**SHORT TASK:**
Copy out all the records exactly.
>> START
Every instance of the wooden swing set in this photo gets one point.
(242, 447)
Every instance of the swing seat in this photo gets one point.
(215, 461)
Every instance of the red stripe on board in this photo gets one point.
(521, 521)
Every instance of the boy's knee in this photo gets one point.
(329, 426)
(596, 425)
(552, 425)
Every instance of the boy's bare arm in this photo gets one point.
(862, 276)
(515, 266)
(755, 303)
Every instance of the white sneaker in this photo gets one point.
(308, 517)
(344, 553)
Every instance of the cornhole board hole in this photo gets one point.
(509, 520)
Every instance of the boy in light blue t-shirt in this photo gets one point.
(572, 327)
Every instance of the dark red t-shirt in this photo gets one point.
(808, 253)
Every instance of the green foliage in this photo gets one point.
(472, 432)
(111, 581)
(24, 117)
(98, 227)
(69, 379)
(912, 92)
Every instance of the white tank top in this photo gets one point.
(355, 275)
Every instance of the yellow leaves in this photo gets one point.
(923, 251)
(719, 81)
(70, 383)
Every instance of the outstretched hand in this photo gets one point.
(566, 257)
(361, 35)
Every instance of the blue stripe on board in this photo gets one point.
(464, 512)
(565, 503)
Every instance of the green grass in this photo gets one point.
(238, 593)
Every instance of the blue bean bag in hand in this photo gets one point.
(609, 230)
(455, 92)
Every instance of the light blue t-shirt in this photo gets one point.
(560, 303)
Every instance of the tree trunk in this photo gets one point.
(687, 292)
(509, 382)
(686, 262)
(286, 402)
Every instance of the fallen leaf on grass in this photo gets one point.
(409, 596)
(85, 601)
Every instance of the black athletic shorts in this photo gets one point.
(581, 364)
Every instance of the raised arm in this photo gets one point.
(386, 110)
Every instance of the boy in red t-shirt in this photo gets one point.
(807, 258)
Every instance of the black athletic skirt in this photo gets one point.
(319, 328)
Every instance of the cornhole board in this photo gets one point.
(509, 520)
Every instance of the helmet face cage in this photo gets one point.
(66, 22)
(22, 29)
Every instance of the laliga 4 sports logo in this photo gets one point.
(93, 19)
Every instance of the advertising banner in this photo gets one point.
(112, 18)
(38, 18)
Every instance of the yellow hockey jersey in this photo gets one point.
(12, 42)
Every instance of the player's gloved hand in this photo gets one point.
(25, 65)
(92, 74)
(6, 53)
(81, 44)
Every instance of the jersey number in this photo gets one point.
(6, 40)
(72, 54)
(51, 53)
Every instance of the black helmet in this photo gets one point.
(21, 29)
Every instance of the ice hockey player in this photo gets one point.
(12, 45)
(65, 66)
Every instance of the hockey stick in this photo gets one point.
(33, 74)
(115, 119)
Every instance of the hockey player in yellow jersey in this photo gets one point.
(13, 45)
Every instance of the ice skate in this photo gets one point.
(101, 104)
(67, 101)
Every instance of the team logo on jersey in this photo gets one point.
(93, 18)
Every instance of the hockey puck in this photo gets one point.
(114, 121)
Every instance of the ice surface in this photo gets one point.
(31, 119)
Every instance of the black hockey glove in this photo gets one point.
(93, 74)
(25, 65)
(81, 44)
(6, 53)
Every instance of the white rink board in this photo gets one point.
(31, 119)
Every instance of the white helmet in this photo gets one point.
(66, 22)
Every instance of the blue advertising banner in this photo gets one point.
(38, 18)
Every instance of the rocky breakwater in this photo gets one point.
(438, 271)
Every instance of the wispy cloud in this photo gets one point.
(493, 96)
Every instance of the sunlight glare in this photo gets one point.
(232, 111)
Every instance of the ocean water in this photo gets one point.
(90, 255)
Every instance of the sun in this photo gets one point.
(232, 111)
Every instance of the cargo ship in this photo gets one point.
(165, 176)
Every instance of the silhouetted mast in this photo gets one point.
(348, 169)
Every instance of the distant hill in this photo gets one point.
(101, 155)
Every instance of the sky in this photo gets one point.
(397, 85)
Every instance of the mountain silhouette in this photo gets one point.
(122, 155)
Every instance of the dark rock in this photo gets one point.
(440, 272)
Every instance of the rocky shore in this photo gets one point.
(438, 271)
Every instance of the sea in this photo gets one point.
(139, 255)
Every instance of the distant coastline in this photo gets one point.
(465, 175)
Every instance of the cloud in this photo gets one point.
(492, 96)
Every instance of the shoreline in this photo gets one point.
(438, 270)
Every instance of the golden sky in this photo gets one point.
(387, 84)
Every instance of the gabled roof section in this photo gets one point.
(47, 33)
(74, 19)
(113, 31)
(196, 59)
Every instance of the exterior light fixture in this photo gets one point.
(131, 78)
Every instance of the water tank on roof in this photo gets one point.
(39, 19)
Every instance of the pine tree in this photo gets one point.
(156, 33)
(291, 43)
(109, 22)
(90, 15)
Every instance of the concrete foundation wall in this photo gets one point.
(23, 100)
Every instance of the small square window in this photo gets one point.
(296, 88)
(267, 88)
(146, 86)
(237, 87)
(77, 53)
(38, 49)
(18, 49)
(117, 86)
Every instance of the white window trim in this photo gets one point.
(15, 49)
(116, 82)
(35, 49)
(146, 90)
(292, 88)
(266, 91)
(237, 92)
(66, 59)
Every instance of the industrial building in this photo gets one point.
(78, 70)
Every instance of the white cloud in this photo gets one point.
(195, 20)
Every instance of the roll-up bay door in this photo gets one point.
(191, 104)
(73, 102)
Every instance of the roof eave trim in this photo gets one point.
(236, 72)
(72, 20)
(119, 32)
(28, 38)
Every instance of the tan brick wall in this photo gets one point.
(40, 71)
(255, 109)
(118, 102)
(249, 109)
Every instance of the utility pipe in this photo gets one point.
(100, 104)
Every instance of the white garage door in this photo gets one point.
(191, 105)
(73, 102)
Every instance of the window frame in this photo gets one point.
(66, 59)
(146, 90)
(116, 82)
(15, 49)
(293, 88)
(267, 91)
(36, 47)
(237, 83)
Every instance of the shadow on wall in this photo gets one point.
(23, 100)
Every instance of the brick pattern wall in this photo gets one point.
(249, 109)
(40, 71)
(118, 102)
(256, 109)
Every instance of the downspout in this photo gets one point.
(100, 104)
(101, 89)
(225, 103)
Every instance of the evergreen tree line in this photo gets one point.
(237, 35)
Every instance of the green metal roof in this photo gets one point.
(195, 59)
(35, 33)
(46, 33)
>> END
**RESULT FOR THIS TASK:**
Every instance of the wooden swing set in this photo gets one point.
(242, 447)
Every instance of the swing seat in this photo gets one point.
(215, 461)
Every instance of the red stripe on board in this photo gets one point.
(521, 521)
Every instance of the boy's knee in this photo gets one point.
(329, 426)
(596, 425)
(552, 425)
Every instance of the boy's bare arm in this photo gets one point.
(862, 276)
(515, 266)
(755, 303)
Every instance of the white sneaker in this photo gets one point.
(308, 517)
(344, 553)
Every instance of the cornhole board hole in this photo gets one point.
(509, 520)
Every instance of the boy in light blue t-shirt in this photo gets one point.
(572, 327)
Every instance of the dark red t-shirt in this photo gets one point.
(808, 253)
Every instance of the green foliage in this photo gets one point.
(472, 432)
(111, 581)
(24, 117)
(98, 227)
(69, 379)
(912, 92)
Every instance of the white tank top in this photo gets one point.
(355, 275)
Every instance of the yellow leaves in this photo gets one point.
(923, 251)
(719, 81)
(70, 383)
Every instance of the outstretched hand in this photo gets one point.
(566, 257)
(361, 35)
Every instance of the blue stripe on board in this photo gets one point.
(464, 512)
(565, 503)
Every instance of the green grass in this photo gets one point.
(238, 593)
Every instance of the blue bean bag in hand in this photo gets one point.
(609, 230)
(455, 92)
Every instance of the light blue t-shirt in this photo gets one point.
(560, 303)
Every instance of the tree trunk in this photo gets one point.
(687, 292)
(509, 382)
(686, 262)
(286, 402)
Every instance of the fallen leaf on grass in this photo gets one point.
(409, 596)
(85, 601)
Every instance of the black athletic shorts in this photo gets one point.
(581, 364)
Every instance of the raised arm in this photo gets one point.
(386, 110)
Every instance of the boy in red t-shirt in this photo gets one point.
(807, 258)
Every instance of the black athletic skirt in this photo gets one point.
(319, 328)
Every instance of the cornhole board in this photo gets one point.
(509, 520)
Every instance of the helmet face cage in this photo gets one point.
(66, 22)
(22, 29)
Every instance of the laliga 4 sports logo in this photo gets one point.
(93, 19)
Every instance of the advertising banner in this photo gets one point.
(112, 18)
(38, 18)
Every instance of the yellow hockey jersey in this photo gets one point.
(12, 42)
Every instance of the player's gloved hand in this photo gets one point.
(25, 65)
(92, 74)
(6, 53)
(81, 44)
Every instance of the jersey number in this photo gets one point.
(6, 40)
(72, 54)
(51, 53)
Every instance of the black helmet in this photo gets one point.
(21, 29)
Every instance of the ice hockey player in this photo gets one point.
(12, 45)
(65, 66)
Every instance of the hockey stick in this photo gets one point.
(33, 74)
(115, 119)
Every instance of the hockey player in yellow jersey in this photo gets one point.
(13, 45)
Every instance of the ice skate in this photo gets one point.
(101, 104)
(67, 101)
Every instance of the team logo on jersey in this photo gets one point.
(93, 18)
Every instance of the hockey puck in this photo gets one point.
(114, 121)
Every instance of the ice surface in this photo gets one point.
(31, 119)
Every instance of the black hockey glove in this photo gets one point.
(93, 74)
(25, 65)
(81, 44)
(6, 53)
Every instance of the white rink board in this photo gets one point.
(31, 119)
Every instance of the white helmet in this photo gets one point.
(66, 22)
Every instance of the blue advertising banner in this photo gets one point.
(38, 18)
Every instance of the rocky breakwater in this photo gets one point.
(438, 271)
Every instance of the wispy cloud in this photo gets one point.
(493, 96)
Every instance of the sunlight glare in this photo gets one point.
(232, 111)
Every instance of the ocean water in this photo gets one point.
(90, 255)
Every instance of the sun in this photo gets one point.
(232, 111)
Every instance of the cargo ship in this photo gets one point.
(165, 176)
Every instance of the silhouetted mast in this photo gets one point.
(348, 169)
Every instance of the distant hill in this photo gets one point.
(101, 155)
Every instance of the sky in this photo gets one point.
(397, 85)
Every instance of the mountain silhouette in this photo gets one point.
(122, 155)
Every instance of the dark rock in this photo gets one point.
(440, 272)
Every instance of the rocky shore in this photo gets one point.
(438, 271)
Every instance of the sea in this photo gets one point.
(139, 255)
Every instance of the distant coastline in this photo gets one point.
(465, 175)
Every instance of the cloud in this photo gets one point.
(492, 96)
Every instance of the shoreline in this photo gets one point.
(438, 270)
Every instance of the golden sky in this photo gets one point.
(387, 84)
Every instance of the gabled roof section in this photo gets one point.
(47, 33)
(74, 19)
(113, 31)
(196, 59)
Every instance of the exterior light fixture in this photo gets one point.
(131, 78)
Every instance of the water tank on roof in this photo gets one point.
(39, 19)
Every instance of the pine tree in this photo gets one point.
(156, 33)
(291, 43)
(109, 22)
(90, 15)
Every instance of the concrete foundation wall in this photo gets one point.
(23, 100)
Every instance of the small square window in this photo gets one point.
(296, 88)
(267, 88)
(146, 86)
(237, 87)
(77, 53)
(38, 49)
(18, 49)
(117, 86)
Every instance of the white window trim in this photo gets one point.
(15, 49)
(116, 82)
(35, 49)
(146, 90)
(292, 88)
(266, 91)
(237, 92)
(66, 59)
Every instance of the industrial building in this photo gets one point.
(78, 70)
Every instance of the white cloud in this photo gets one point.
(195, 20)
Every instance of the roll-up bay door in this photo gets one point.
(191, 104)
(73, 102)
Every instance of the roof eave trim in this photo gets one point.
(236, 72)
(72, 20)
(119, 32)
(28, 38)
Every instance of the tan brick wall in this photo gets one point.
(40, 71)
(255, 109)
(118, 102)
(249, 109)
Every instance of the utility pipe in this photo gets one point.
(100, 104)
Every instance of the white garage door in this photo gets one point.
(191, 105)
(73, 102)
Every instance of the window frame in this photo gets one point.
(66, 59)
(146, 90)
(116, 82)
(15, 49)
(293, 88)
(267, 91)
(36, 47)
(237, 83)
Every instance of the shadow on wall in this photo gets one point.
(23, 100)
Every instance of the brick pattern wall in this photo gets one point.
(249, 109)
(40, 71)
(118, 102)
(256, 109)
Every instance of the downspout in this photo gets one point.
(100, 104)
(101, 89)
(225, 103)
Every instance of the evergreen tree line in this photo gets one point.
(237, 35)
Every instance of the green metal roof in this photo gets one point.
(195, 59)
(35, 33)
(46, 33)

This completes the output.